-- START DATA SHOWN --

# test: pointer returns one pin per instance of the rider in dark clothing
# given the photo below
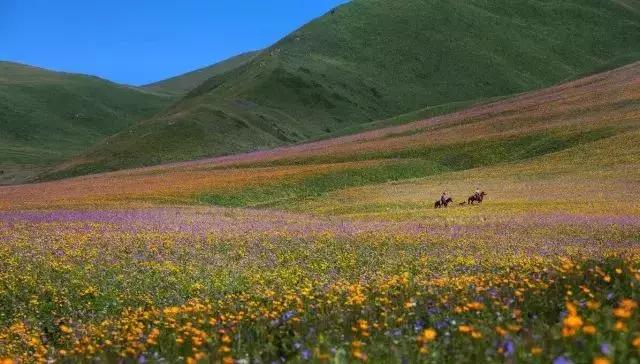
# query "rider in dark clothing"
(443, 197)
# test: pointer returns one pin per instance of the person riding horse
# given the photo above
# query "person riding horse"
(478, 196)
(444, 200)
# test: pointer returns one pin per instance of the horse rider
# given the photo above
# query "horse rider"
(443, 198)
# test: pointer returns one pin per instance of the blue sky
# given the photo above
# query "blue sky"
(140, 41)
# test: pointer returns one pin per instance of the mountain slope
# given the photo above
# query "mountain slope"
(567, 146)
(48, 116)
(184, 83)
(373, 59)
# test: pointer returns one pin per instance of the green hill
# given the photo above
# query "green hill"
(371, 60)
(182, 84)
(48, 116)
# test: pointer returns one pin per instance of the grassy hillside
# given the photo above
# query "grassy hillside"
(118, 267)
(584, 133)
(184, 83)
(47, 116)
(371, 60)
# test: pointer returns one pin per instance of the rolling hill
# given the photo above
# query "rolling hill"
(48, 116)
(184, 83)
(566, 148)
(370, 60)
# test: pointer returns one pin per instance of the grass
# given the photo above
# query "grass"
(406, 164)
(182, 84)
(373, 60)
(355, 264)
(46, 117)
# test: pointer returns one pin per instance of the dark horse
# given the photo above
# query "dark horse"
(440, 204)
(476, 198)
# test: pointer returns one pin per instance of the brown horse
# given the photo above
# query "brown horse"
(476, 198)
(440, 204)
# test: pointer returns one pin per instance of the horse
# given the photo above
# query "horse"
(440, 204)
(476, 198)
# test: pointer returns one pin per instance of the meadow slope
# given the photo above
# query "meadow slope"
(182, 84)
(46, 116)
(137, 266)
(590, 118)
(370, 60)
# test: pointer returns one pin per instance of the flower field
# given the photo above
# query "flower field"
(331, 252)
(202, 284)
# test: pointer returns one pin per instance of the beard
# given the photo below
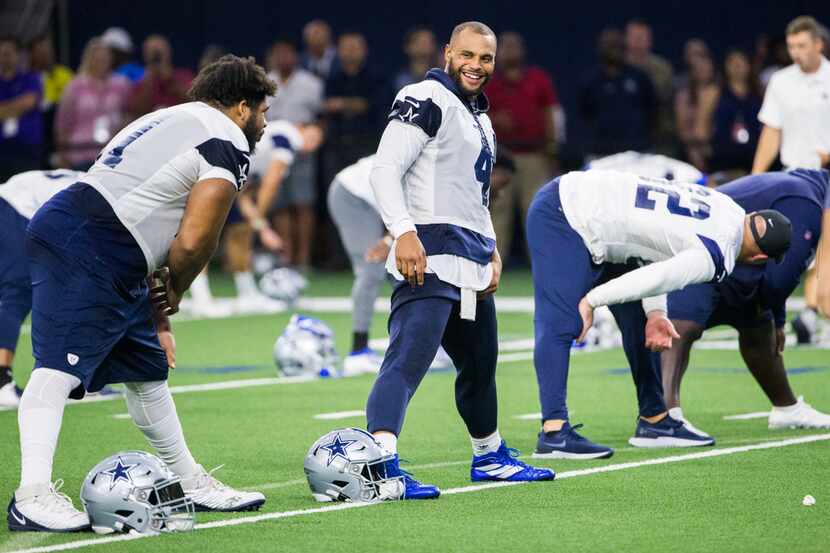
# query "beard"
(252, 132)
(455, 75)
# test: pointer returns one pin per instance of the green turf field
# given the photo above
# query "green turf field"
(742, 495)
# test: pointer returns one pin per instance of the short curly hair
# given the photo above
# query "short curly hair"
(231, 79)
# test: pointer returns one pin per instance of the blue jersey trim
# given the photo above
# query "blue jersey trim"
(717, 258)
(447, 239)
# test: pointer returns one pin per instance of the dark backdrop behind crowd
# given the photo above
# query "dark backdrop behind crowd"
(560, 36)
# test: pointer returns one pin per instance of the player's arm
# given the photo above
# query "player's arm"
(204, 216)
(688, 267)
(401, 144)
(768, 145)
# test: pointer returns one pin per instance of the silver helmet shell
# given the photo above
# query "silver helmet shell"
(348, 464)
(134, 490)
(306, 347)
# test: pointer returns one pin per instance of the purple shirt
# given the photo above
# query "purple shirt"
(28, 129)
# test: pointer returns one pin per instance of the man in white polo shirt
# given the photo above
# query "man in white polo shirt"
(796, 118)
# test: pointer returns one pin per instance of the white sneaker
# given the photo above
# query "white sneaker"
(8, 396)
(362, 362)
(677, 414)
(442, 361)
(800, 415)
(42, 508)
(209, 494)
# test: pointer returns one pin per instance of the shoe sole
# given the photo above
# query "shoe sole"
(568, 455)
(665, 441)
(252, 506)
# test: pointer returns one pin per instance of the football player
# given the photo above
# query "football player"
(431, 179)
(20, 198)
(153, 203)
(602, 223)
(753, 298)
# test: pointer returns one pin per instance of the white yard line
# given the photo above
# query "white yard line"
(251, 519)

-- END DATA SHOWN --

» **PROBLEM TO WORK ON**: Give every line of the data above as a JSON list of strings, one string per line, leaving out blank lines. Omit the pictures.

» **SOLUTION TO THIS EXERCISE**:
[
  "# test: pointer returns one pin per instance of the rider in dark clothing",
  "# given the photo below",
  "# query \"rider in dark clothing\"",
  "(443, 197)",
  "# test: pointer returns one pin per instance of the person riding horse",
  "# given the photo above",
  "# query \"person riding horse\"",
  "(478, 196)",
  "(444, 200)",
  "# test: pointer returns one pin per instance of the horse rider",
  "# given the photo above",
  "# query \"horse rider\"",
  "(443, 198)",
  "# test: pointer returns one pin per instance of the blue sky",
  "# given the photo above",
  "# query \"blue sky\"",
  "(140, 41)",
  "# test: pointer returns one pin per instance of the mountain slope",
  "# given the photo above",
  "# query \"mountain slope\"",
  "(567, 146)",
  "(48, 116)",
  "(184, 83)",
  "(373, 59)",
  "# test: pointer returns one pin per instance of the green hill",
  "# given the photo above",
  "# query \"green hill\"",
  "(371, 60)",
  "(182, 84)",
  "(48, 116)",
  "# test: pointer returns one pin per instance of the grassy hillside",
  "# given the photo above",
  "# query \"grassy hillside\"",
  "(118, 267)",
  "(584, 133)",
  "(184, 83)",
  "(47, 116)",
  "(371, 60)",
  "# test: pointer returns one pin per instance of the rolling hill",
  "# given the photo above",
  "# query \"rolling hill\"",
  "(48, 116)",
  "(184, 83)",
  "(566, 148)",
  "(370, 60)",
  "# test: pointer returns one pin per instance of the grass",
  "# given the photo above",
  "# query \"grass\"",
  "(406, 164)",
  "(182, 84)",
  "(373, 60)",
  "(355, 264)",
  "(46, 117)",
  "# test: pointer returns one pin per instance of the dark horse",
  "# given the photo above",
  "# query \"dark horse\"",
  "(440, 204)",
  "(476, 198)",
  "# test: pointer returns one pin per instance of the brown horse",
  "# given the photo above",
  "# query \"brown horse\"",
  "(476, 198)",
  "(440, 204)",
  "# test: pointer returns one pin per instance of the horse",
  "# given the photo above",
  "# query \"horse\"",
  "(440, 204)",
  "(476, 198)",
  "# test: pointer returns one pin per instance of the meadow slope",
  "# given the photo above",
  "# query \"meadow slope\"",
  "(182, 84)",
  "(46, 116)",
  "(137, 266)",
  "(590, 118)",
  "(370, 60)",
  "# test: pointer returns one pin per instance of the flower field",
  "# given the photo above",
  "# query \"flower field\"",
  "(331, 252)",
  "(202, 284)",
  "# test: pointer returns one pin per instance of the beard",
  "# given the photo below",
  "# query \"beard\"",
  "(252, 132)",
  "(455, 75)",
  "# test: pointer returns one pin per instance of the green turf field",
  "# given the photo above",
  "# query \"green turf field\"",
  "(742, 495)",
  "# test: pointer returns one pin per instance of the short curly hair",
  "# given the photo above",
  "# query \"short curly hair\"",
  "(231, 79)",
  "# test: pointer returns one pin per instance of the blue jersey trim",
  "# given the photo above",
  "# query \"blue jersey trim\"",
  "(717, 258)",
  "(447, 239)",
  "# test: pointer returns one pin per instance of the dark backdrop behind crowd",
  "# given the photo above",
  "# query \"dark backdrop behind crowd\"",
  "(560, 36)",
  "# test: pointer returns one pin per instance of the player's arm",
  "# given the photo above",
  "# query \"player's arm\"",
  "(204, 216)",
  "(688, 267)",
  "(401, 144)",
  "(768, 145)",
  "# test: pointer returns one pin per instance of the silver helmet shell",
  "# given the photo above",
  "# query \"silver helmet shell\"",
  "(348, 464)",
  "(134, 490)",
  "(306, 347)",
  "# test: pointer returns one pin per instance of the purple shirt",
  "# given the photo above",
  "# query \"purple shirt\"",
  "(28, 129)",
  "# test: pointer returns one pin per instance of the man in white polo shirt",
  "# given the photo above",
  "# query \"man in white polo shirt\"",
  "(796, 118)",
  "# test: pointer returns one pin per instance of the white sneaker",
  "# given the photo above",
  "# query \"white sneaker\"",
  "(8, 396)",
  "(362, 362)",
  "(677, 414)",
  "(442, 361)",
  "(800, 415)",
  "(42, 508)",
  "(209, 494)",
  "# test: pointer returns one pin per instance of the shoe sole",
  "# given the photo above",
  "# query \"shoe sole\"",
  "(568, 455)",
  "(665, 441)",
  "(252, 506)",
  "# test: pointer returns one pin per instance of the football player",
  "# given the photo above",
  "# query \"football player\"",
  "(431, 179)",
  "(20, 198)",
  "(153, 203)",
  "(602, 223)",
  "(753, 298)",
  "# test: pointer returns one pin per instance of the white yard line",
  "# given the photo above",
  "# query \"white yard line\"",
  "(251, 519)"
]